* _VOTRE OBJECTIF_:
Recopiez telles quelles toutes les lignes ci-dessous, en omettant les images.

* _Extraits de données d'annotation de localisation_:

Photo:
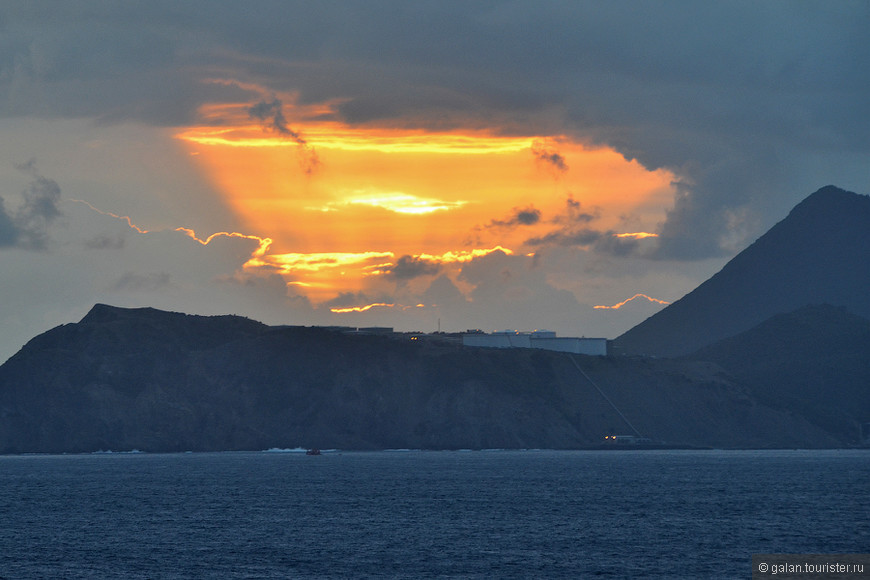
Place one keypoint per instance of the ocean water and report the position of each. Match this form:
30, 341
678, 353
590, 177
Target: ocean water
416, 514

* _SORTIE COMPLÈTE_:
Photo:
Place one keypoint per instance of the ocean water and report the position of each. Match this form:
30, 341
678, 353
590, 177
Target: ocean water
416, 514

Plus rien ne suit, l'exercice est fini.